> _EXERCISE DETAILS_
Could you copy the source records below verbatim, from the line with "of the orange" to the line with "x=528, y=465", both included?

> _Source records_

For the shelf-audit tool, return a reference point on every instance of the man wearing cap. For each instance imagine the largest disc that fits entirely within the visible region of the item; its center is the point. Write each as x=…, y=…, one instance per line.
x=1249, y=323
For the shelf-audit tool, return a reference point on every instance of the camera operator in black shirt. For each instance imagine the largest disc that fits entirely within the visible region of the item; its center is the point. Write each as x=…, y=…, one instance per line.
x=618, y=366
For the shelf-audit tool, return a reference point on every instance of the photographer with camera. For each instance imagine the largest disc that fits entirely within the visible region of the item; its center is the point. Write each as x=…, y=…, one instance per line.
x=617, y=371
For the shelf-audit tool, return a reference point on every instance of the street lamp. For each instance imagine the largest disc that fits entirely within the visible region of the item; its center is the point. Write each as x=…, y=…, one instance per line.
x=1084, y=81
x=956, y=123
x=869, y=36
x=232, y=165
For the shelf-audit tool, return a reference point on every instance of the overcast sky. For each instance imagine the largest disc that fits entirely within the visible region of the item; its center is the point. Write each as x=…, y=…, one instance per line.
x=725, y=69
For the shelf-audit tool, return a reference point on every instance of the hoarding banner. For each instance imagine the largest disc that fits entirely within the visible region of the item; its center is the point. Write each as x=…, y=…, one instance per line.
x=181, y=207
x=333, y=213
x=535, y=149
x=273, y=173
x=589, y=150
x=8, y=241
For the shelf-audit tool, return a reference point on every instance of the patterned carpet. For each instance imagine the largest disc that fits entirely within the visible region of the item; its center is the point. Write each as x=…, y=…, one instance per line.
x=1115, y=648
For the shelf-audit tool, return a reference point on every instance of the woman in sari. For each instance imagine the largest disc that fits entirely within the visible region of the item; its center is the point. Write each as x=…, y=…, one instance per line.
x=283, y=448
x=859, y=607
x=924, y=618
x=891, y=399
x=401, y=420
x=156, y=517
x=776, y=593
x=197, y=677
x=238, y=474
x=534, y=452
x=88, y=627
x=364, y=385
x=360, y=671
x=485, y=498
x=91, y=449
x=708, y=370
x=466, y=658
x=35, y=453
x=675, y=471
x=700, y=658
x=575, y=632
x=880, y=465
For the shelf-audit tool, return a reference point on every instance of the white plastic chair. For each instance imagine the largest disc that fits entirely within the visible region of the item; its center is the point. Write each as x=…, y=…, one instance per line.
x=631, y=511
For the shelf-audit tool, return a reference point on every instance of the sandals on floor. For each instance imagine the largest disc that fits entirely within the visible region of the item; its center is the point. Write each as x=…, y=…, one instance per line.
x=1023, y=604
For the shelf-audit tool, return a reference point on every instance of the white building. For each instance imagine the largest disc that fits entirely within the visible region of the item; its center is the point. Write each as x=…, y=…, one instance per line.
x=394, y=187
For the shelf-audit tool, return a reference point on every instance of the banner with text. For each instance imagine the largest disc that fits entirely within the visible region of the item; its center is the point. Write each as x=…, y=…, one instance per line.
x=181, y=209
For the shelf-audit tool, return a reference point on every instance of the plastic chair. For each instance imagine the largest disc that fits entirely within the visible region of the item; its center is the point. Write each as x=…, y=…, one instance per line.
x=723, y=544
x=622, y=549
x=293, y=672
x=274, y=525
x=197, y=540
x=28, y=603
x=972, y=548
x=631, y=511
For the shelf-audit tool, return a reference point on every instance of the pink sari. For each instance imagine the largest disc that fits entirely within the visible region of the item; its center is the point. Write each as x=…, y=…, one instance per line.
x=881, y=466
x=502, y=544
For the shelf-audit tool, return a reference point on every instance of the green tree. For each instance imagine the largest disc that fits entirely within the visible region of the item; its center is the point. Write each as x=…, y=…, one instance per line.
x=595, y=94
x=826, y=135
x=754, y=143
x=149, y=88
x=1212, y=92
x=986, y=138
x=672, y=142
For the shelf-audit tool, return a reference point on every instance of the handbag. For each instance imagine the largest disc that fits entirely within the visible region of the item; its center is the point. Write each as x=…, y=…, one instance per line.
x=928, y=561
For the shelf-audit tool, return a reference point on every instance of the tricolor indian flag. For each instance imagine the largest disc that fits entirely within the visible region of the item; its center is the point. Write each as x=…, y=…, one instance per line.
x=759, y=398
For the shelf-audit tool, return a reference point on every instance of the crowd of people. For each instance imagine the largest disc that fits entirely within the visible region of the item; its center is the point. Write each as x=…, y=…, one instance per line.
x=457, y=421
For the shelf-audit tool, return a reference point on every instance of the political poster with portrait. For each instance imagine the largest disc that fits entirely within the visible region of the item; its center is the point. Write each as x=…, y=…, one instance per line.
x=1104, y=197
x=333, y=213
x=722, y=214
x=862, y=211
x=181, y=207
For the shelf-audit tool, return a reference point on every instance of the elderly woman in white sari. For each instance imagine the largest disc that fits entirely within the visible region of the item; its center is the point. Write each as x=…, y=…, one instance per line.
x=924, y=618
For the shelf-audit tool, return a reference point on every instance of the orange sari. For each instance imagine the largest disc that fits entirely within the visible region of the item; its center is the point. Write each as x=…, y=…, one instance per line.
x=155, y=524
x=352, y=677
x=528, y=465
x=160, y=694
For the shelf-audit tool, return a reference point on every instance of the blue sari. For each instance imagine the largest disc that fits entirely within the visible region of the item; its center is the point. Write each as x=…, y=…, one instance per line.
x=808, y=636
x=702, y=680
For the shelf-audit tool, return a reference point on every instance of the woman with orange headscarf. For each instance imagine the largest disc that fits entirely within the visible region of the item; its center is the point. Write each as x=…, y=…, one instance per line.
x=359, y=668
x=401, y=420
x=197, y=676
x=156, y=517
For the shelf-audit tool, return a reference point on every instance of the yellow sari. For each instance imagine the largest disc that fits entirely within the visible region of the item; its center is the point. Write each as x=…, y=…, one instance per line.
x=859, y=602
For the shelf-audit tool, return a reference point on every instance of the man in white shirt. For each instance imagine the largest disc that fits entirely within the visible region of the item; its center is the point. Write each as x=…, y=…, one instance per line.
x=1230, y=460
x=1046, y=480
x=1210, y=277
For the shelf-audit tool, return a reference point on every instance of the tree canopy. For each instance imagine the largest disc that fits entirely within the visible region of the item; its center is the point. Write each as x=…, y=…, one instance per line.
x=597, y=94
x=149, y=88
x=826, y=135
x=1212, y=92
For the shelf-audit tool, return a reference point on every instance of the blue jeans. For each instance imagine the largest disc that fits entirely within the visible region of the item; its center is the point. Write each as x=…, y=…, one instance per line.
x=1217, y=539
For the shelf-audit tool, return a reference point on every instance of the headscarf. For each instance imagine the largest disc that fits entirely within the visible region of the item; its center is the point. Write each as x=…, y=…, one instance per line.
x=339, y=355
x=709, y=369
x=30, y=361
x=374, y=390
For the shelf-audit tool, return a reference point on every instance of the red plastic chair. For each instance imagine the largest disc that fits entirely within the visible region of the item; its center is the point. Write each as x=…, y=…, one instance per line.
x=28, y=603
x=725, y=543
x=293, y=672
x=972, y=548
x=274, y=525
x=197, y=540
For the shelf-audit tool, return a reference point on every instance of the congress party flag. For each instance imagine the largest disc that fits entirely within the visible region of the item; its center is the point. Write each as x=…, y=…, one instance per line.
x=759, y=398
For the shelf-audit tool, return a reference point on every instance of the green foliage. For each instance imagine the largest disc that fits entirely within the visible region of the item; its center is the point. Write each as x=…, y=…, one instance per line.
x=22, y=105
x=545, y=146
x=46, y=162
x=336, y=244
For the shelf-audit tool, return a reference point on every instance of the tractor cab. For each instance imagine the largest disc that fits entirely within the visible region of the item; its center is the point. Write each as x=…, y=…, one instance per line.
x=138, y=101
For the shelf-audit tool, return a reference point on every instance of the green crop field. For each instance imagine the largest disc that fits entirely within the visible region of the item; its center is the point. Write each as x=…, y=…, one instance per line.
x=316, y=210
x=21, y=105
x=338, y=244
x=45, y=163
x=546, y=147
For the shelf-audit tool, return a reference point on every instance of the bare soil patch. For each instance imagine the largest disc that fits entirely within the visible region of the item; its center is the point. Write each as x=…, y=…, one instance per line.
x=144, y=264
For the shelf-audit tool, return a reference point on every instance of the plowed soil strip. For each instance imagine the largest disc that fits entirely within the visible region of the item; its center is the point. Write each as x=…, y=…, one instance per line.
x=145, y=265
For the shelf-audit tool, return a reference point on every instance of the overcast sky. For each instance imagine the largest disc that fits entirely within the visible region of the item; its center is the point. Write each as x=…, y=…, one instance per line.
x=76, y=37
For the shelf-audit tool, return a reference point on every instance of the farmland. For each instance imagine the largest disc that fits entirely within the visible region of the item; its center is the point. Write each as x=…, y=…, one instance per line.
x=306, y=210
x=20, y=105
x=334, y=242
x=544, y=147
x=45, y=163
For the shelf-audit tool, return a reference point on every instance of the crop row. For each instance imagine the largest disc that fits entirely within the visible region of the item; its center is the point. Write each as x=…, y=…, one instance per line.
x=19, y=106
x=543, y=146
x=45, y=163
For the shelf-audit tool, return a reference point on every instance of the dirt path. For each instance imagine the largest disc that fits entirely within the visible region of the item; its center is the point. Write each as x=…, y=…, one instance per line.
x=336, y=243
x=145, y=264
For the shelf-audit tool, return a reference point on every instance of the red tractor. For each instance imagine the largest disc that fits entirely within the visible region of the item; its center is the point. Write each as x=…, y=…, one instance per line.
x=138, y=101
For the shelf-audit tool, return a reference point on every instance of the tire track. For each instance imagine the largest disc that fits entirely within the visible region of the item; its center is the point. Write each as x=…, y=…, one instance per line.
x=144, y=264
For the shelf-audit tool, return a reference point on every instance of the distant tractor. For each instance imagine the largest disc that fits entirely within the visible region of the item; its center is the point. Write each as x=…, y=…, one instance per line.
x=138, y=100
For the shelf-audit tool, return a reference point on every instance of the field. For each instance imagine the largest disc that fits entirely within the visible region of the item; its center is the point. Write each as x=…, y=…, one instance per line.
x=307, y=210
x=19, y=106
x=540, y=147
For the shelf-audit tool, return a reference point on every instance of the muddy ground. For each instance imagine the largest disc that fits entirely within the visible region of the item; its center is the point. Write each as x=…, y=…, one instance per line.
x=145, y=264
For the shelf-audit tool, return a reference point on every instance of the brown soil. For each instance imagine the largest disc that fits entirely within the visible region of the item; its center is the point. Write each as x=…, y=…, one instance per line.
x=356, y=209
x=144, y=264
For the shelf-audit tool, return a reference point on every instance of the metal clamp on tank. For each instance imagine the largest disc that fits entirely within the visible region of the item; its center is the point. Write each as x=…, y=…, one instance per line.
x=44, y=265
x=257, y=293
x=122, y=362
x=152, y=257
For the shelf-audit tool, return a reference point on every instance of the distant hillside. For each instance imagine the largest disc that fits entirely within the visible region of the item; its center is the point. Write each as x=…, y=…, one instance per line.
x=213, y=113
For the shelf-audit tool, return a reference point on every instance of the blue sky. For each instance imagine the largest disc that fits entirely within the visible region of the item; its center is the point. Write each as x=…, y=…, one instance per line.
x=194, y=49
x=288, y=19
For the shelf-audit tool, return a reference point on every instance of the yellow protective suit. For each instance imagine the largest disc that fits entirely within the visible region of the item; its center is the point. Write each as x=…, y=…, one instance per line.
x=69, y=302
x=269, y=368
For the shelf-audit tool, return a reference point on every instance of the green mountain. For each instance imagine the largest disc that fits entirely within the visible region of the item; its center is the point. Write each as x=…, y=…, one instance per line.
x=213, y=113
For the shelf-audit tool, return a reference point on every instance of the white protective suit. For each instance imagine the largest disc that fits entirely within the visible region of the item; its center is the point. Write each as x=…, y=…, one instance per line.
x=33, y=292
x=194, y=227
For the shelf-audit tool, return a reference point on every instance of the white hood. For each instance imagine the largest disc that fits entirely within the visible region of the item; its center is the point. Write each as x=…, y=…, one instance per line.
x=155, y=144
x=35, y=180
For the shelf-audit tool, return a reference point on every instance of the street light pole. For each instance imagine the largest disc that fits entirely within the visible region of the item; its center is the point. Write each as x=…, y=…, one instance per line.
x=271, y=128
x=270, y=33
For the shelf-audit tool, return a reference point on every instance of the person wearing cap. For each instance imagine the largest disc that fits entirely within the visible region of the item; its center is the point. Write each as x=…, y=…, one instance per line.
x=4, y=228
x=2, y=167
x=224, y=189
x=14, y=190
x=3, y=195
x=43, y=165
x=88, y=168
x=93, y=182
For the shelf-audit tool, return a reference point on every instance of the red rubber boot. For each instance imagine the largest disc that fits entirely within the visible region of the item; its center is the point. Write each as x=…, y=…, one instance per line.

> _EXPECTED ANSWER_
For the shelf-audit tool, return a reference point on every instance of the orange sari. For each instance imagine the largest disc that fits entirely within the visible region of the item; its center is the point. Write each as x=…, y=…, one instance per line.
x=155, y=524
x=352, y=677
x=528, y=465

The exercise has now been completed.